**TESTO ESTRATTO:**
········

Di tutti i film di Christian Petzold, il regista di punta in quella nuova generazione tedesca comparsa negli anni Duemila, questo Phoenix – in Italia col titolo Il segreto del suo volto, dal romanzo Le retour des cendres di Hubert Monteilhet – è quello che più rimanda all’esperienza di Haroun Farocki, magnifico artista scomparso all’improvviso lo scorso luglio, sceneggiatore di quasi tutti i suoi film, e prima suo maestro alla Scuola di cinema di Berlino (la stessa che oggi gli studenti chiedono di salvare da tecnicismo e burocrazia della Germania merkeliana), e che anche Farocki ha frequentato negli anni Sessanta quando venne inaugurata.

 

 

E questo anche se ogni film di Petzold nelle sue linee di messinscena, sempre lucidamente raffinate, si riferisce al cinema del suo Paese, quasi a tracciare una Storia che passa per l’immaginario – e non solo cinematografico. Era la Germania est della Stasi così come ce la mostravano i film dissidenti e non nel precedente Barbara, sono in questo il cabaret di Weill e Brecht, la dolcezza disperata delle eroine fassbideriane che inietta nella sua protagonista, a cui dà ancora una volta corpo – sofferto e sbilenco – la musa petzoldiana (splendida attrice) Nina Hoss. Ma anche il Fritz Lang di Una donna sulla luna (Frau im Mond, 1929), scritto dalla moglie di Lang, Thea von Harbou che entrerà nel partito nazista, e naturalmente Vertigo-La donna che visse due volte di Hitchcock. La protagonista Nelly, infatti, come la Madeleine hitchockiana (seppure in senso opposto) è una «revenant», uno spettro di sé stessa che ritorna al mondo diventando un’altra. Al tempo stesso Petzold che in questo magnifico film conferma ancora una volta il suo talento, non si limita alla «citazione», la sua immagine è geometria emozionale che spiazza e stride contro ogni retorica (e iconografia) del Bene e del Male.

········

**MATERIALE FORNITO:**

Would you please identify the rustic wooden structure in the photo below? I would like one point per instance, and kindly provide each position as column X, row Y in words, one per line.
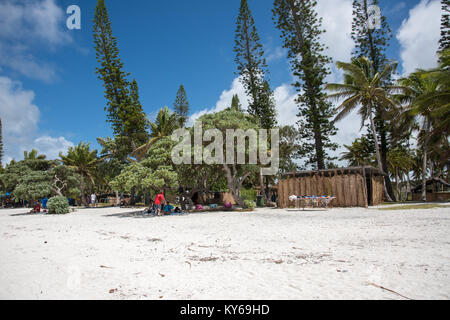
column 352, row 187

········

**COMPITI:**
**A)** Elenca tutti i titoli di film citati nel testo estratto, riportando anche il titolo alternativo o originale quando il testo lo indica.
**B)** Rispondi, in base al testo estratto, alle domande seguenti:
(i) Da quale romanzo è tratto Phoenix?
(ii) Quale attrice dà corpo alla protagonista?
(iii) Chi ha scritto Una donna sulla luna?
**C)** Trascrivi fedelmente dal testo estratto il passo che va da "Di tutti i film" fino a "quando venne inaugurata." incluso.

**SOLUZIONI:**
**A)**
- Phoenix (in Italia Il segreto del suo volto)
- Barbara
- Una donna sulla luna (Frau im Mond, 1929)
- Vertigo-La donna che visse due volte

**B)**
(i) Le retour des cendres di Hubert Monteilhet
(ii) Nina Hoss
(iii) Thea von Harbou, moglie di Fritz Lang

**C)**
Di tutti i film di Christian Petzold, il regista di punta in quella nuova generazione tedesca comparsa negli anni Duemila, questo Phoenix – in Italia col titolo Il segreto del suo volto, dal romanzo Le retour des cendres di Hubert Monteilhet – è quello che più rimanda all’esperienza di Haroun Farocki, magnifico artista scomparso all’improvviso lo scorso luglio, sceneggiatore di quasi tutti i suoi film, e prima suo maestro alla Scuola di cinema di Berlino (la stessa che oggi gli studenti chiedono di salvare da tecnicismo e burocrazia della Germania merkeliana), e che anche Farocki ha frequentato negli anni Sessanta quando venne inaugurata.